● Texto del ejercicio
Por José Armando Caro Figueroa, ex Ministro de Trabajo de la República Argentina
Un repaso a los últimos 70 años
me permite señalar que, salvo imponderables, veremos pocas novedades laborales
en el próximo ciclo político.
Los sindicatos oficiales (dotados
de personería gremial) y los candidatos presidenciales mejor situados
comparten, en lo esencial, el modelo de sindicato único y las alternativas para
solventar los conflictos derivados de las políticas económicas que
-ambiguamente- se enuncian.
La cúpula sindical es consciente
de la precariedad de sus estrategias, fruto de la falta de democracia interna y
de la ausencia de reflexiones sobre el papel de los sindicatos y sobre la
renovada conformación del capitalismo. En materia distributiva, si la cúpula
sindical se animara con Piketty advertiría la superficialidad del apotegma del
fifty-fifty. Para cubrirse de tal debilidad, sus líderes vienen situándose
cerca de los tres candidatos con posibilidades de ganar las elecciones.

● Listado proporcionado

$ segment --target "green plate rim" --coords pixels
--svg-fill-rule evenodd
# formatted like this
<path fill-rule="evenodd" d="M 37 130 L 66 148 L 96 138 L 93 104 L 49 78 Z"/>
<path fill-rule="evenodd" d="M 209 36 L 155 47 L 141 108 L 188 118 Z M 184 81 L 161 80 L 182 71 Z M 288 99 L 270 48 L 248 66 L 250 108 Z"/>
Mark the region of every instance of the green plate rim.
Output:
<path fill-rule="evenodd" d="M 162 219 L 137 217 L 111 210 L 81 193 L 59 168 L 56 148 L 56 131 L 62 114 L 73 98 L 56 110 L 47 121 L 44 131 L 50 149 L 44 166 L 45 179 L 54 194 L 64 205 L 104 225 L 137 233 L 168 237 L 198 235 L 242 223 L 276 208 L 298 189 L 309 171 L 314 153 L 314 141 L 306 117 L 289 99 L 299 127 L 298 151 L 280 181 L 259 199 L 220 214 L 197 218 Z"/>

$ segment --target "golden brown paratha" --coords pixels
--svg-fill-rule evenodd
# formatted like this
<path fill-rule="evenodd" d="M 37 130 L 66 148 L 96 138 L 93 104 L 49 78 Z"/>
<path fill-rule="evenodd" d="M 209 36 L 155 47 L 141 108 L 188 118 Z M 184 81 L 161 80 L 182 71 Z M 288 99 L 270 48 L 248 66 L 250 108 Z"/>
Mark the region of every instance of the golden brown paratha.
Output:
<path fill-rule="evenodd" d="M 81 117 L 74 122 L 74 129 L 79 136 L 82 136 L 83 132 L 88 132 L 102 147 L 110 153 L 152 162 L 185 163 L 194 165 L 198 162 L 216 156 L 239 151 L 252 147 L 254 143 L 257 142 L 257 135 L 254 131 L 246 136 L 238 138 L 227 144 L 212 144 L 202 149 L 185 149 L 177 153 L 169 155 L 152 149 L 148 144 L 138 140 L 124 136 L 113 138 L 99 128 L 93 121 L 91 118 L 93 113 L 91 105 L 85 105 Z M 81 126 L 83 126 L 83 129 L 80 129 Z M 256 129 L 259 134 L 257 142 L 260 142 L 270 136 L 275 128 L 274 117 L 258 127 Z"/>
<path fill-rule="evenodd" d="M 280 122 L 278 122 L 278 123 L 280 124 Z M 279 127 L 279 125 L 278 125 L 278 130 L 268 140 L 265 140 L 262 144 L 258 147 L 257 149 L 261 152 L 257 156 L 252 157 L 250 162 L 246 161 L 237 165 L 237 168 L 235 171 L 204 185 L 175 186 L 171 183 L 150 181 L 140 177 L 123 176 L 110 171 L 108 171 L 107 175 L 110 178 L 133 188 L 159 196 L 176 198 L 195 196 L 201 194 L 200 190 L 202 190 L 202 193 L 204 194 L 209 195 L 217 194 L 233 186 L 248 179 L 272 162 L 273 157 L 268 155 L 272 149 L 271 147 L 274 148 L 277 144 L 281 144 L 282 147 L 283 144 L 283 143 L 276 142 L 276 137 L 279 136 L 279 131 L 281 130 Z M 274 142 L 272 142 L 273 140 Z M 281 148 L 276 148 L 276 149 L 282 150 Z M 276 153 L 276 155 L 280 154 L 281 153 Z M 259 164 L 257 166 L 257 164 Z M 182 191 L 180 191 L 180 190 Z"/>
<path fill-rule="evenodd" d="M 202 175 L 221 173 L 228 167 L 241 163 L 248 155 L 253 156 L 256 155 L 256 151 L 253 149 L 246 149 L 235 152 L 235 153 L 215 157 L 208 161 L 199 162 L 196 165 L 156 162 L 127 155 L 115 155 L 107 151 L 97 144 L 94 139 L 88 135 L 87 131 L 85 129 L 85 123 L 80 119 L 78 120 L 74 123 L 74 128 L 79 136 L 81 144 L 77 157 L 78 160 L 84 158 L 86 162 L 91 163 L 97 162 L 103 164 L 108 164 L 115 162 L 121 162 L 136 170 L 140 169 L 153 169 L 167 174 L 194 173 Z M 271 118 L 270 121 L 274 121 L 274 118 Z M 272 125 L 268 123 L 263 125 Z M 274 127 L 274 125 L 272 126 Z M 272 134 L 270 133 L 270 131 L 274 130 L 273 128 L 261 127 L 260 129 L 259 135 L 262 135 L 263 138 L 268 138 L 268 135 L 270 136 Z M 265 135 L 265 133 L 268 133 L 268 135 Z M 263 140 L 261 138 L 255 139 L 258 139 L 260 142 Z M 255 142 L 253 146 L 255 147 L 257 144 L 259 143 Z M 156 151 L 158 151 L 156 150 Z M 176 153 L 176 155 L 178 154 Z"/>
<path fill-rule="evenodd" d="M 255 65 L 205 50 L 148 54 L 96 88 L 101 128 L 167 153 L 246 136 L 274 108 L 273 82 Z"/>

● Tarea a realizar
Retome el artículo sobre los sindicatos argentinos y el próximo ciclo político a partir de su última oración.

● Respuesta
Los gobiernos argentinos saben
que cuentan con dos herramientas para disciplinar al aparato sindical
tradicional: las leyes reguladoras de las relaciones colectivas de trabajo y
las que organizan las obras sociales bajo la titularidad sindical. Y barruntan
que cualquier intento de reformarlas activa peligrosamente la protesta obrera.
Nuestros sindicatos oficiales
(sean oficialistas u opositores) aceptan el sistema económico que se ajusta vía
“devaluaciones competitivas” y toleran diversos grados de inflación. La
contrapartida reside, precisamente, en la inmovilidad de aquellas leyes
constitutivas del poder y privilegios que concentran los vértices sindicales.
Los sindicatos oficiales están
empachados de legalismo: apuestan muchas fichas a las presuntas soluciones
legislativas y judiciales, y pocas a la autonomía colectiva. Esta opción
pudiera explicar su desinterés por renovar los vetustos convenios colectivos
vigentes desde 1975, así como sus esfuerzos por acomodar la Ley de Contrato de
Trabajo a su visión de las relaciones individuales.
Del lado de las patronales la
situación es también resabida. El empresariado local descree de la libertad
sindical, desconfía de cualquier forma organizativa de los trabajadores y
prefiere conservar el régimen conocido donde todo es negociable.
El problema de los trabajadores
ocupados, afiliados o no, es que para tratar de mantener su poder de compra
dependen de los sindicatos oficiales. Aun cuando, en determinadas coyunturas,
la irrupción de la izquierda clasista -operando en los márgenes que les deja la
legalidad- pueda generar alternativas ilusionantes.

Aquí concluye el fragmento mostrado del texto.